• [To do]:
Locate the line that contains "refrigerator and give integer pixel coordinates.". Reproduce it and all following lines up to the end of the material, exactly and with nothing added.

-- -- --

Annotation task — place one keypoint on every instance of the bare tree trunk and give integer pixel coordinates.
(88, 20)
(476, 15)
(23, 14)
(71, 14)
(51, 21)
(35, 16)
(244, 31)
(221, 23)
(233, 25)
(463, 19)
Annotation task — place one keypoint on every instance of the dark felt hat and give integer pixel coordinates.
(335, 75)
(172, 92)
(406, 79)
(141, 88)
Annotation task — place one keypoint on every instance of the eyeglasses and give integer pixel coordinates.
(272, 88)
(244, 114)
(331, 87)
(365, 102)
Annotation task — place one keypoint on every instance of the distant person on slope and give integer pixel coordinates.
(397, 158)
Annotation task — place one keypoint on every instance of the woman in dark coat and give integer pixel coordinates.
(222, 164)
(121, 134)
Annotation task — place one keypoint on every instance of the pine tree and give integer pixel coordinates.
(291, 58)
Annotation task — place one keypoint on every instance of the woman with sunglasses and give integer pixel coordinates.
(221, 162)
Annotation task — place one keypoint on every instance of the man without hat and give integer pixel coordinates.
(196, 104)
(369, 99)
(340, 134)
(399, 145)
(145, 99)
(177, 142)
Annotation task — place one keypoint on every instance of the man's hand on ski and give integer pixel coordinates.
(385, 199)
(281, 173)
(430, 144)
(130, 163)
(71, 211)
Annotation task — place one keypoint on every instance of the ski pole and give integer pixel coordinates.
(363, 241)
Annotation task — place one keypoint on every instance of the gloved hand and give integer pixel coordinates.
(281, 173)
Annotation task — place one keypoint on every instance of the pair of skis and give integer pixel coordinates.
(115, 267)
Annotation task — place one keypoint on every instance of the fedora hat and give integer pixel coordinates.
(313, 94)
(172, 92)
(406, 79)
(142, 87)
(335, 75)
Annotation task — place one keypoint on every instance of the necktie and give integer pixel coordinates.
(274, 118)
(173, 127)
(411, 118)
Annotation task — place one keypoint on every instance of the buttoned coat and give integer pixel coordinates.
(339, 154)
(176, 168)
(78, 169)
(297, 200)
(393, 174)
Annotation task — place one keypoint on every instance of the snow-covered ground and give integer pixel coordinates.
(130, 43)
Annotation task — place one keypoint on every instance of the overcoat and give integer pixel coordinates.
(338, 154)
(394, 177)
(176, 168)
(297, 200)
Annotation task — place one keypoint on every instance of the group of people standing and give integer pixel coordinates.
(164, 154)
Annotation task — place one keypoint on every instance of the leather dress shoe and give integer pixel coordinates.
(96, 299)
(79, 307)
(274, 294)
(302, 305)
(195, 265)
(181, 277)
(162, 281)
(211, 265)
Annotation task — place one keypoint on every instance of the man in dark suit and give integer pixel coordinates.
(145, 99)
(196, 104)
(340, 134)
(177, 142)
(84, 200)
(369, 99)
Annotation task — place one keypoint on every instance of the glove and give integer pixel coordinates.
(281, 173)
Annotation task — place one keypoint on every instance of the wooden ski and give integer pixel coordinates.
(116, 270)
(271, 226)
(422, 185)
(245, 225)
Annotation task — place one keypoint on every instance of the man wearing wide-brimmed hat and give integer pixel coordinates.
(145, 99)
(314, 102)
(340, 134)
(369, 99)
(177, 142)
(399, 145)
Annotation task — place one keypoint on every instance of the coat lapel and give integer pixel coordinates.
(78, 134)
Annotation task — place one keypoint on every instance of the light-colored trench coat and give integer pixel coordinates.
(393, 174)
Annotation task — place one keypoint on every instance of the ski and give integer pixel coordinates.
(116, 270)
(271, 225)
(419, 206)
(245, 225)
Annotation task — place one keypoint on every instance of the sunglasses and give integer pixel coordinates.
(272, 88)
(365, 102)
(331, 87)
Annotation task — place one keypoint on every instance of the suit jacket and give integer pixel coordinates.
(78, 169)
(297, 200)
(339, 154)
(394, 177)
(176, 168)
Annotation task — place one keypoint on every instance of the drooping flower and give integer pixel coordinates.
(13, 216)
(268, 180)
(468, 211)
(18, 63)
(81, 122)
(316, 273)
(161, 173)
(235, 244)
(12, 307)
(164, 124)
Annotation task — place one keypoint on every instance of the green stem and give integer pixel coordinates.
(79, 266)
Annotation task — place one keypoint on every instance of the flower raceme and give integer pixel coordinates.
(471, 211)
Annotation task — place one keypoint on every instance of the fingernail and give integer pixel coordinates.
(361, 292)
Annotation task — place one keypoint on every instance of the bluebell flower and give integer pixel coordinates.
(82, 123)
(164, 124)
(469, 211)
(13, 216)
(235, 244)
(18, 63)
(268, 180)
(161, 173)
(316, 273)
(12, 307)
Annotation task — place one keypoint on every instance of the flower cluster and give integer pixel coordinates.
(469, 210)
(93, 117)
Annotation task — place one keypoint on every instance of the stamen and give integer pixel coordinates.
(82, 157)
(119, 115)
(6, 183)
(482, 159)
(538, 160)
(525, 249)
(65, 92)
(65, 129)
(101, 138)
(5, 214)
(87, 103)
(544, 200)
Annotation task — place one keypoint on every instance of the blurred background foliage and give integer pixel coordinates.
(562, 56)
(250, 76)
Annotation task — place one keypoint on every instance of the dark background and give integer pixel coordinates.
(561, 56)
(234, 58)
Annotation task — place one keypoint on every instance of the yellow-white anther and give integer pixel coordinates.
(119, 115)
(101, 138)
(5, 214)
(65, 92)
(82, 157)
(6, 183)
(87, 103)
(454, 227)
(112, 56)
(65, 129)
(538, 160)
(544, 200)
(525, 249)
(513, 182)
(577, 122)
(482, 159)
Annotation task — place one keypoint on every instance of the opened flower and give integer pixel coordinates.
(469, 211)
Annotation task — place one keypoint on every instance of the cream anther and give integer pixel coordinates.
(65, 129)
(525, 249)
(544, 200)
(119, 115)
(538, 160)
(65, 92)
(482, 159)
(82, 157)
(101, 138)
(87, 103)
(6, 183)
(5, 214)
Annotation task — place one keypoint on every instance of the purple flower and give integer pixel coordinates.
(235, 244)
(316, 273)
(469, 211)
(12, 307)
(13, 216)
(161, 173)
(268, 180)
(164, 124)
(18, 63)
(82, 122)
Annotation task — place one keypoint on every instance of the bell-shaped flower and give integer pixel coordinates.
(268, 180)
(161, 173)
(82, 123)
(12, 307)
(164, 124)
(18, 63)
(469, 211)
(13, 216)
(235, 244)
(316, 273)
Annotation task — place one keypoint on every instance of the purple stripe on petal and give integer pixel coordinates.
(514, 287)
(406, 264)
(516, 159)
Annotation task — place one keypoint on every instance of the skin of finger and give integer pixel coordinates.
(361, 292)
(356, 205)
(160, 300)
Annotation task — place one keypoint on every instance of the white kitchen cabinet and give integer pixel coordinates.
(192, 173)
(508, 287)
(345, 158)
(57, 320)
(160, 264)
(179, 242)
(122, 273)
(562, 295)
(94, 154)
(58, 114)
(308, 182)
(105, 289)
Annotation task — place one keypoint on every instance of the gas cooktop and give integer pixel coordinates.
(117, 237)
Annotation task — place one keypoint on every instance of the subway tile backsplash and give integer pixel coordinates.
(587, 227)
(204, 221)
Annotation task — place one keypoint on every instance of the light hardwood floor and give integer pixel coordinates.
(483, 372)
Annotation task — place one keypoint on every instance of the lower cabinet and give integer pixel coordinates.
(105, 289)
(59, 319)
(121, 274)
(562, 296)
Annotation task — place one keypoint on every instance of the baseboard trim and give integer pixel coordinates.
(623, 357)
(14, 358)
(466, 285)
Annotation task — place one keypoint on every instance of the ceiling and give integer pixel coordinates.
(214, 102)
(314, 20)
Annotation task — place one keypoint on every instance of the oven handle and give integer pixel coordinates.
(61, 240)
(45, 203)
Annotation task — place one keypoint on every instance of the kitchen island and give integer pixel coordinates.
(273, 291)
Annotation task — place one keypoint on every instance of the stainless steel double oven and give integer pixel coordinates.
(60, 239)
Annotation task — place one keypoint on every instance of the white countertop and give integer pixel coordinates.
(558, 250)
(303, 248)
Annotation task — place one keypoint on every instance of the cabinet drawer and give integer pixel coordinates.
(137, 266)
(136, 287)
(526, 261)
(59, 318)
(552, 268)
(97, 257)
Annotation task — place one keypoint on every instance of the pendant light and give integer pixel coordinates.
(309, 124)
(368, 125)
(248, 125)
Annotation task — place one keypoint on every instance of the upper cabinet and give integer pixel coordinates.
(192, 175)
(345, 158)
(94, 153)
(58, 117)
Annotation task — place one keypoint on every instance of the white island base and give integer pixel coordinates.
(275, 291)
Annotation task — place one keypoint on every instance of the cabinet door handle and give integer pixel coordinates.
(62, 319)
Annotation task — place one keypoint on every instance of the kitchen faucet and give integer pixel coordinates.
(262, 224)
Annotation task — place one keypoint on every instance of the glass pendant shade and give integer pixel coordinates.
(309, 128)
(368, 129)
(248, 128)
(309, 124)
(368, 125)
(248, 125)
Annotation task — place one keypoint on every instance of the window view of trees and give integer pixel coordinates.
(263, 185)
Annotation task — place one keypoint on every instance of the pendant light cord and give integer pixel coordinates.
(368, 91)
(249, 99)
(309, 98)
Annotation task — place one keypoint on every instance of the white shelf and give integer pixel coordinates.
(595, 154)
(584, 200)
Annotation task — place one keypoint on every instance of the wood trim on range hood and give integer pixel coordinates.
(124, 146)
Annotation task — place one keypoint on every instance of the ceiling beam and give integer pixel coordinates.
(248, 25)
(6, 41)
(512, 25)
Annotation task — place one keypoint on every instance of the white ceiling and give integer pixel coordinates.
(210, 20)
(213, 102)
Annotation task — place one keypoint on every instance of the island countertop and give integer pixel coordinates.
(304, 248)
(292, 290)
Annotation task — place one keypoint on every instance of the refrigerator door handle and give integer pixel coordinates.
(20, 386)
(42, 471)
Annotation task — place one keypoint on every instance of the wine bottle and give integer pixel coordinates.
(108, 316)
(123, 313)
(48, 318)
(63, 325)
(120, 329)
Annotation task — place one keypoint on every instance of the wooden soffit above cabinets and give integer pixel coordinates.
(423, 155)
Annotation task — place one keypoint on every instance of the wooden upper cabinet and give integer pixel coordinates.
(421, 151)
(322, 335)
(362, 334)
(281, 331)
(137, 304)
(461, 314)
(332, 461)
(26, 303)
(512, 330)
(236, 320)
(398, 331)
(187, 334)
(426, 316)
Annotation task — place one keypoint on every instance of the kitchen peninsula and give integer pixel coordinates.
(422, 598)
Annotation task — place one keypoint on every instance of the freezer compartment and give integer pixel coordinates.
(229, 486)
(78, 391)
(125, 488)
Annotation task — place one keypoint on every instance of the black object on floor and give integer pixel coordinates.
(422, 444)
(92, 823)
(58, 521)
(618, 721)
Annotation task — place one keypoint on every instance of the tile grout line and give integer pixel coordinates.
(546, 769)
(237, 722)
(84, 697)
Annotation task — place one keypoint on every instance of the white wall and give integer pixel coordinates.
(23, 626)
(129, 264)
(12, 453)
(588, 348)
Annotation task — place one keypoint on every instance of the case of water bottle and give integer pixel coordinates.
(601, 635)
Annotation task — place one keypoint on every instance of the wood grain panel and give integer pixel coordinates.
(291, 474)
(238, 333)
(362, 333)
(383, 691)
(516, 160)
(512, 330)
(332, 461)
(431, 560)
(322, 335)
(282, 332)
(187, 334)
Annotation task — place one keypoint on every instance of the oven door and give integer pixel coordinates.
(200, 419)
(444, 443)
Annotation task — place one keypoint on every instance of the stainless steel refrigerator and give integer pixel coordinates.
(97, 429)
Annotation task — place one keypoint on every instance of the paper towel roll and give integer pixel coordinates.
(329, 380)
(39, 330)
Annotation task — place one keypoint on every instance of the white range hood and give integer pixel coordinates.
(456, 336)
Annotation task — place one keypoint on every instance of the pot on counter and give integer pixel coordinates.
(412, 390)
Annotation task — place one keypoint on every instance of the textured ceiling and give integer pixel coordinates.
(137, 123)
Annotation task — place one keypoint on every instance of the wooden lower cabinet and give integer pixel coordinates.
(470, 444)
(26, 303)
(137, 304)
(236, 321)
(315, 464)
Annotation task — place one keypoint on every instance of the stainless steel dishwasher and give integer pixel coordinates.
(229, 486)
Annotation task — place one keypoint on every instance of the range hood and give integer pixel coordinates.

-- -- --

• [Solution below]:
Annotation task — place one keypoint on every instance of the stainless steel refrigerator and give integer pixel coordinates.
(97, 429)
Annotation task — place one keypoint on every instance of the paper towel roll and give integer pixel coordinates.
(329, 380)
(39, 330)
Annotation task — place one keypoint on every instance of the white range hood and give integer pixel coordinates.
(456, 336)
Annotation task — place one keypoint on every instance of the pot on counter and give integer pixel coordinates.
(412, 390)
Annotation task — place one keypoint on every instance of the textured ceiling and give integer pixel coordinates.
(137, 123)
Annotation task — place one keypoint on every instance of the wooden lower cabinet and give integer pixel coordinates.
(470, 444)
(26, 303)
(137, 304)
(236, 321)
(315, 464)
Annotation task — place one keypoint on every instance of the stainless steel dishwasher and give integer pixel coordinates.
(229, 486)
Annotation task — place one keypoint on every instance of the range hood and give integer pixel coordinates.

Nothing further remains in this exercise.